**Task to complete:** Restate the material below word for word, from its first line to its last.
----- Material for this task
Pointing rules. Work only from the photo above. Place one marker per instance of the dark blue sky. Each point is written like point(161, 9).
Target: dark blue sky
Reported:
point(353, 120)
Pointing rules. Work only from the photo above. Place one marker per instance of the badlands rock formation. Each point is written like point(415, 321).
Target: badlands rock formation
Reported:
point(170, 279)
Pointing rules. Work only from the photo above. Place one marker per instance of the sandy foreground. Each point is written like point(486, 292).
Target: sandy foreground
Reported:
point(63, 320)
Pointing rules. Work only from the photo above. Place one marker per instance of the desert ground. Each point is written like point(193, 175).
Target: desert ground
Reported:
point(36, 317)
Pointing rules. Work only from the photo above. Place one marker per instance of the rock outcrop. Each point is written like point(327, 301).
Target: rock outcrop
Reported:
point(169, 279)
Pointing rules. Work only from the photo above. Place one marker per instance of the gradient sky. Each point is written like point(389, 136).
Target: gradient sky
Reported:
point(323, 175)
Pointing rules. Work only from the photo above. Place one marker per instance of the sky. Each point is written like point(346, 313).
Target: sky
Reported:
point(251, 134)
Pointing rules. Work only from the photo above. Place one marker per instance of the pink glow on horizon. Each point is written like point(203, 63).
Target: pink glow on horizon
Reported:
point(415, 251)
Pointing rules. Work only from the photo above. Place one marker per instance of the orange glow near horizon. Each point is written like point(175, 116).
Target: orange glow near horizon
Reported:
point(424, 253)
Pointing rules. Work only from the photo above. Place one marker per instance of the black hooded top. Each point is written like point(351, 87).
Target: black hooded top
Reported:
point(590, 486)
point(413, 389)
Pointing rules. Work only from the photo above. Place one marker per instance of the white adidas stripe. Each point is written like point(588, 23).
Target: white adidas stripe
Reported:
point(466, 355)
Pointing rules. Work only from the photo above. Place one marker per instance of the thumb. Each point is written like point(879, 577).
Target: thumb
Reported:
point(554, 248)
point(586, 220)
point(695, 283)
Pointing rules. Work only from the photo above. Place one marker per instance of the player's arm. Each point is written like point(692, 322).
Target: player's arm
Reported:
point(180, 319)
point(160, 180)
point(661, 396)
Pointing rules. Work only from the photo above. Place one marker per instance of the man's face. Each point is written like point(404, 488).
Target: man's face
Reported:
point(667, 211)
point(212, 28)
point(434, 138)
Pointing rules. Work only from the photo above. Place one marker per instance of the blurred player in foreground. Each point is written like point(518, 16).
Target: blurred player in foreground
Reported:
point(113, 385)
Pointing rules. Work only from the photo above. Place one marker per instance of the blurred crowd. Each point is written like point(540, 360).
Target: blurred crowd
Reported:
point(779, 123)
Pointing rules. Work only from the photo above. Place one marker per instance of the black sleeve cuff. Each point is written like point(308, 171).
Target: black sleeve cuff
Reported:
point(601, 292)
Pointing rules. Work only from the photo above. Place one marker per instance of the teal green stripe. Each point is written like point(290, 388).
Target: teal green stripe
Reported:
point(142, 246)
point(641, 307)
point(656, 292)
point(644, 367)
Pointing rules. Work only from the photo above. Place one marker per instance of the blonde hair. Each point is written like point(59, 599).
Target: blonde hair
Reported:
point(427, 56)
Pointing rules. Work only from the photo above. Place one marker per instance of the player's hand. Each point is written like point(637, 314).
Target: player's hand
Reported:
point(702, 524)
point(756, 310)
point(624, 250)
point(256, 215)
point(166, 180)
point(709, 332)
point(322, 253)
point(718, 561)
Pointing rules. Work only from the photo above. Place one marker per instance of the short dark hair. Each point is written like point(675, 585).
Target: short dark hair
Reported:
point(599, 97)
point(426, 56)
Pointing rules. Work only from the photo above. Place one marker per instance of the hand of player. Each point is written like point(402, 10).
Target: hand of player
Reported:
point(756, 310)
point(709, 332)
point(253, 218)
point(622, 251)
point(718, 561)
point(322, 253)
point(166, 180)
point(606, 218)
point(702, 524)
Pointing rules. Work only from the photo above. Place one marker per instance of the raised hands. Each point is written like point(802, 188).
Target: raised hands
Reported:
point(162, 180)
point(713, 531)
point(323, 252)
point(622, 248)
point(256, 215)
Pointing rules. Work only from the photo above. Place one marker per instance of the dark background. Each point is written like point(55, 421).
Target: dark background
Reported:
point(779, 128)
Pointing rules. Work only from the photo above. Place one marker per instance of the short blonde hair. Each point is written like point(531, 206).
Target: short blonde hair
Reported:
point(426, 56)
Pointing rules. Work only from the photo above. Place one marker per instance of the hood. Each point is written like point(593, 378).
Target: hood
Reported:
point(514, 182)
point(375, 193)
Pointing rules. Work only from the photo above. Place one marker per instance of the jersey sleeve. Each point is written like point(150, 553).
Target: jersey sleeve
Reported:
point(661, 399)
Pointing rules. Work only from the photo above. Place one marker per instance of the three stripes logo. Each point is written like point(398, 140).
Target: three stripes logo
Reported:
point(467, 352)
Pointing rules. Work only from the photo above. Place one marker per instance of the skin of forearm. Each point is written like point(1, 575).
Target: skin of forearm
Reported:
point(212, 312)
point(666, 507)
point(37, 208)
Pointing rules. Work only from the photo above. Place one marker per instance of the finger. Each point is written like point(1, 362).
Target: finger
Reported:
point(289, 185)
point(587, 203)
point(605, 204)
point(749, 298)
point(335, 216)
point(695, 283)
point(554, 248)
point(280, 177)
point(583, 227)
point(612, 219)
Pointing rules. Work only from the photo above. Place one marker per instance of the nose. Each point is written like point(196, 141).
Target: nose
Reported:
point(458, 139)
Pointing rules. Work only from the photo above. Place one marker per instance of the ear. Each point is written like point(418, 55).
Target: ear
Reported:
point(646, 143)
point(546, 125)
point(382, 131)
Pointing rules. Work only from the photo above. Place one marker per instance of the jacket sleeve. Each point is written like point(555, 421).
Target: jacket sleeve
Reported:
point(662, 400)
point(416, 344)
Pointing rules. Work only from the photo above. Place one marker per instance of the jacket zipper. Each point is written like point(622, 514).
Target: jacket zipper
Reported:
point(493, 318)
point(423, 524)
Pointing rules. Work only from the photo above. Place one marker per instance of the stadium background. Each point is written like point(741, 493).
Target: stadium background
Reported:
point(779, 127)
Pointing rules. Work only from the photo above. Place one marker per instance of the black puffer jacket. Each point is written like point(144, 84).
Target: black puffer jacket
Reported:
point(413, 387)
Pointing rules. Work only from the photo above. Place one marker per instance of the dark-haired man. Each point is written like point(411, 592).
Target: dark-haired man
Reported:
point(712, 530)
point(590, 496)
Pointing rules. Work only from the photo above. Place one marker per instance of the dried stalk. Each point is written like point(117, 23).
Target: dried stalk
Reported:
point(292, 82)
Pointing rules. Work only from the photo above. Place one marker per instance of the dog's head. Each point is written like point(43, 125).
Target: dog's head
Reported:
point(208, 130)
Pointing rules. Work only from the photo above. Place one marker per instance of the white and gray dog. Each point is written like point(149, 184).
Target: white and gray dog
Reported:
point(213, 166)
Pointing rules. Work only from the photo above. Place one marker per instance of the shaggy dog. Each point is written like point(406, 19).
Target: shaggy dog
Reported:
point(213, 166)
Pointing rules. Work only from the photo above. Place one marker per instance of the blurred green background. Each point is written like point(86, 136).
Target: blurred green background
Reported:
----------
**Response to the task:**
Pointing rules. Work only from the photo above. Place one marker per instance of the dark blue sky. Each point is written like point(161, 9).
Target: dark blue sky
Reported:
point(353, 120)
Pointing rules. Work only from the photo above. Place one marker per instance of the badlands rock formation. Each point is written like point(415, 321).
Target: badlands rock formation
Reported:
point(170, 279)
Pointing rules. Work only from the photo above. Place one marker per instance of the sandy foreground. Each point is written like point(486, 292).
Target: sandy foreground
Reported:
point(63, 320)
Pointing rules. Work only from the photo above. Place one marker per instance of the desert ground. Each point is written like point(193, 175).
Target: desert ground
Reported:
point(36, 317)
Pointing rules. Work only from the photo above. Place one marker per instance of the rock outcrop. Each point is written like point(327, 301).
Target: rock outcrop
Reported:
point(169, 279)
Pointing rules. Work only from the photo above. Place one marker per instance of the gradient sky. Each point is written like point(389, 136).
Target: gradient sky
Reported:
point(323, 175)
Pointing rules. Work only from the photo above. Place one marker per instance of the sky. Each point is written like point(346, 313).
Target: sky
Reported:
point(251, 134)
Pointing rules. Work only from the photo above. Place one marker per instance of the pink glow on horizon. Each point is written like point(203, 63).
Target: pink glow on horizon
Reported:
point(415, 251)
Pointing rules. Work only from the photo above. Place one marker per instance of the orange glow near horizon. Each point is written like point(175, 116).
Target: orange glow near horizon
Reported:
point(424, 253)
Pointing rules. Work only from the photo above. Place one marker per instance of the black hooded top. Each point is written like point(351, 87).
Target: black hooded top
Reported:
point(590, 486)
point(413, 389)
Pointing rules. Work only from the photo above. Place one marker per instance of the white adidas stripe. Each point is written like point(588, 23).
Target: white adidas stripe
Reported:
point(466, 355)
Pointing rules. Work only from the photo above. Place one marker per instance of the thumb. Each point is written like point(879, 577).
Target: thumb
Reported:
point(554, 248)
point(586, 220)
point(695, 283)
Pointing rules. Work only from the photo above. Place one marker per instance of the player's arm. Each point is written like point(692, 322).
Target: player's arm
Reported:
point(180, 319)
point(160, 180)
point(661, 396)
Pointing rules. Work only from the photo above. Place one marker per instance of the man's face. Each point is written like point(404, 488).
Target: man's face
Reported:
point(667, 211)
point(212, 28)
point(434, 138)
Pointing rules. Work only from the photo above. Place one marker per instance of the blurred player in foreground. Each point is written like point(518, 16).
Target: blurred player in foreground
Reported:
point(113, 385)
Pointing rules. Work only from the photo above. Place one marker per instance of the blurred crowd. Each point is written like point(540, 360).
Target: blurred crowd
Reported:
point(779, 123)
Pointing rules. Work only from the photo above. Place one marker per instance of the black sleeve cuff. Each point is written like point(308, 171).
Target: black sleeve cuff
Reported:
point(601, 292)
Pointing rules. Work only from the photo above. Place one marker per instance of the teal green stripe. Each point is written like point(290, 388).
Target: teal green stripe
Reported:
point(142, 246)
point(641, 307)
point(656, 292)
point(644, 367)
Pointing rules. Work only from the photo above. Place one marker per instance of the blonde hair. Each point is written like point(59, 599).
Target: blonde hair
Reported:
point(427, 56)
Pointing rules. Work only from the photo above. Place one marker per instance of the player's hand. Each point is written like point(637, 314).
Target: player's hand
Reported:
point(702, 524)
point(756, 310)
point(624, 250)
point(256, 215)
point(166, 180)
point(709, 332)
point(322, 253)
point(718, 561)
Pointing rules. Work only from the photo above. Place one marker per instance of the short dark hair. Each point is written like point(675, 585).
Target: short dark hair
Reported:
point(599, 97)
point(426, 56)
Pointing rules. Work only from the photo above. Place one marker per instance of the hand of player. Each point is written like point(402, 10).
Target: hand of player
Reported:
point(756, 310)
point(709, 332)
point(253, 218)
point(622, 251)
point(718, 561)
point(322, 253)
point(166, 180)
point(606, 218)
point(702, 524)
Pointing rules. Work only from the photo above. Place one marker per instance of the raised hands. Each point is written like point(802, 188).
Target: raised hands
Reported:
point(162, 180)
point(713, 531)
point(323, 252)
point(622, 248)
point(256, 215)
Pointing rules. Work only from the photo above. Place one marker per instance of the dark background. Each point is written like point(55, 421).
Target: dark background
Reported:
point(779, 128)
Pointing rules. Work only from the photo above. Place one marker per instance of the short blonde hair. Each point is written like point(531, 206).
Target: short blonde hair
Reported:
point(426, 56)
Pointing rules. Work only from the photo above. Place one marker per instance of the hood. Each point is written like point(593, 378).
Target: hood
Reported:
point(514, 182)
point(375, 193)
Pointing rules. Work only from the photo above. Place one marker per instance of the jersey sleeve. Each point is written like point(150, 553).
Target: jersey sleeve
Reported:
point(661, 399)
Pointing rules. Work only from the photo above. Place one marker per instance of the three stripes logo. Each point is written like point(398, 140).
Target: three stripes logo
Reported:
point(467, 352)
Pointing rules. Work only from the photo above. Place one marker per instance of the skin of forearm. Each point is written like point(1, 575).
Target: skin of forearm
Reported:
point(212, 312)
point(666, 507)
point(37, 208)
Pointing rules. Work only from the photo above. Place one marker per instance of the finger. Each point is written like point(1, 362).
Target: finger
Reported:
point(289, 185)
point(587, 203)
point(605, 204)
point(749, 298)
point(335, 216)
point(695, 283)
point(554, 248)
point(280, 177)
point(583, 227)
point(612, 219)
Pointing rules. Work only from the photo above. Place one marker per instance of the nose. Each point is written like point(196, 141).
Target: nose
Reported:
point(458, 139)
Pointing rules. Work only from the photo above. Place one marker per instance of the ear. Each point is written like point(418, 55).
Target: ear
Reported:
point(646, 143)
point(546, 125)
point(382, 131)
Pointing rules. Work only from the photo above. Place one marker per instance of the jacket sleeve. Each point is written like point(555, 421).
Target: jacket sleeve
Reported:
point(662, 400)
point(416, 344)
Pointing rules. Work only from the photo above. Place one marker per instance of the jacket zipper. Each point is written like point(622, 514).
Target: jacket zipper
Reported:
point(493, 318)
point(423, 524)
Pointing rules. Work only from the photo above. Place one marker per instance of the stadium background. Each point is written like point(741, 493).
Target: stadium background
Reported:
point(779, 127)
Pointing rules. Work only from the photo above. Place one marker per instance of the black puffer jacket. Each point is written like point(144, 84).
Target: black puffer jacket
Reported:
point(413, 387)
Pointing rules. Work only from the photo above. Place one marker per instance of the dark-haired man. Each point is written like point(411, 592).
Target: dark-haired man
Reported:
point(712, 530)
point(590, 496)
Pointing rules. Work only from the photo above. Place one marker per instance of the dried stalk. Each point is written like point(117, 23).
Target: dried stalk
Reported:
point(292, 82)
Pointing rules. Work only from the photo above. Place one marker per instance of the dog's head. Each point is written like point(43, 125).
Target: dog's head
Reported:
point(208, 130)
Pointing rules. Work only from the photo above. Place one marker per instance of the white and gray dog. Each point is written like point(149, 184).
Target: white and gray dog
Reported:
point(213, 166)
Pointing rules. Work only from the photo above. Place one marker per instance of the shaggy dog. Each point is written like point(406, 19).
Target: shaggy dog
Reported:
point(213, 166)
Pointing rules. Work only from the photo above. Place one marker per instance of the blurred green background. Each point is written like point(86, 136).
Target: blurred green background
Reported:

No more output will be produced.